--- start of Data rows ---

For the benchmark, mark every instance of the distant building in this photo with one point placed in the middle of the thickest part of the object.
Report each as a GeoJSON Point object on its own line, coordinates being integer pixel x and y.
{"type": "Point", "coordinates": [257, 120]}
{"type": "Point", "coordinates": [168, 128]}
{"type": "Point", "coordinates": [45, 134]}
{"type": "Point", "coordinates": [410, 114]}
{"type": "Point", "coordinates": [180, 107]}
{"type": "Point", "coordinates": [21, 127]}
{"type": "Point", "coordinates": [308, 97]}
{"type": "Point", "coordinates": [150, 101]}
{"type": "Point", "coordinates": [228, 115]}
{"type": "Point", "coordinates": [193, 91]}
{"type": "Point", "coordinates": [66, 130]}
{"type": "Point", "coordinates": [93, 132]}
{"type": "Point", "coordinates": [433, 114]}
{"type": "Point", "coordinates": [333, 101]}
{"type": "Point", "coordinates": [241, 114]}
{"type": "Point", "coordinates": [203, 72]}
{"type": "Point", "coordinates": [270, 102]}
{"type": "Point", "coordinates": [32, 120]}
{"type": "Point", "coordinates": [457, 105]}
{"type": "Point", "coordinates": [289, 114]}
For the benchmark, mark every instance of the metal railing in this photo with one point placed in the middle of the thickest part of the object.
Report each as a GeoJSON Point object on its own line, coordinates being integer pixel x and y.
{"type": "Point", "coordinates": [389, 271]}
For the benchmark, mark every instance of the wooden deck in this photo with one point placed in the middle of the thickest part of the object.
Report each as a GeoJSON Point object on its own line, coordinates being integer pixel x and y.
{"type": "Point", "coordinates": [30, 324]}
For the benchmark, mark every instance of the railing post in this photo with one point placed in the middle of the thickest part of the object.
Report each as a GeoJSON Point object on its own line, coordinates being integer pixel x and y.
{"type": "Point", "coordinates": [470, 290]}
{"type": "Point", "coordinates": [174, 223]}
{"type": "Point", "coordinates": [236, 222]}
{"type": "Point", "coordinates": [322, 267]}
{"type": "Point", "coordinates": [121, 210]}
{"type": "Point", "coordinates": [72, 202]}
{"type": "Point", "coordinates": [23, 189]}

--- end of Data rows ---
--- start of Data rows ---

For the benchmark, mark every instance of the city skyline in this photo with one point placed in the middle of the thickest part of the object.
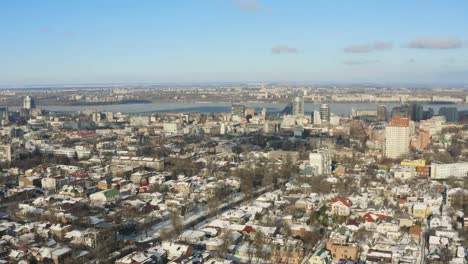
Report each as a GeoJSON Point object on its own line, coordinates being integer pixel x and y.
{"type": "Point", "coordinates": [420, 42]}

--- end of Data rows ---
--- start of Data rows ---

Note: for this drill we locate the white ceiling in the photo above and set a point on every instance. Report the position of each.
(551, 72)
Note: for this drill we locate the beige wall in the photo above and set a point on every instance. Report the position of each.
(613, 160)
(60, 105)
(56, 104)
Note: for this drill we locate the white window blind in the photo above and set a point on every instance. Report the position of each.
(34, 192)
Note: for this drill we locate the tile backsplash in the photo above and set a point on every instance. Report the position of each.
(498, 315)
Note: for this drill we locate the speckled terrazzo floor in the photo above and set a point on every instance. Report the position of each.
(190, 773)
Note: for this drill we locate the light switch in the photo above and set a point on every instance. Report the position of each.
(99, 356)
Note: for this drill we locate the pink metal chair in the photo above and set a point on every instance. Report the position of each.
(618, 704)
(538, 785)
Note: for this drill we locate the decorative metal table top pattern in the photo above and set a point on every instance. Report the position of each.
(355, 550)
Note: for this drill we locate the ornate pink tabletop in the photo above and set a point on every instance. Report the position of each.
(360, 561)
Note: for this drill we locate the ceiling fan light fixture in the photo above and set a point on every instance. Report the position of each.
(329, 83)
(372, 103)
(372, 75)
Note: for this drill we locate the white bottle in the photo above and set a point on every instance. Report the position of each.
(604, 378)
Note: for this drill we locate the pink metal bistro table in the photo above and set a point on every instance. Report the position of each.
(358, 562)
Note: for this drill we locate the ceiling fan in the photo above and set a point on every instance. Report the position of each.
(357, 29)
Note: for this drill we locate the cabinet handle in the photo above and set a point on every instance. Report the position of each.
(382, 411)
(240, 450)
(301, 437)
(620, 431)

--- end of Data rows ---

Locate every line in the items above that contains the word "light" and copy each of those lines.

## [Exercise output]
Note: for this drill we locate the light switch in the photo above and set a point on every instance. Report the position of each.
Note: for this drill we locate the ceiling fan light fixture in the photo above and set a point on every instance. Report the position of each.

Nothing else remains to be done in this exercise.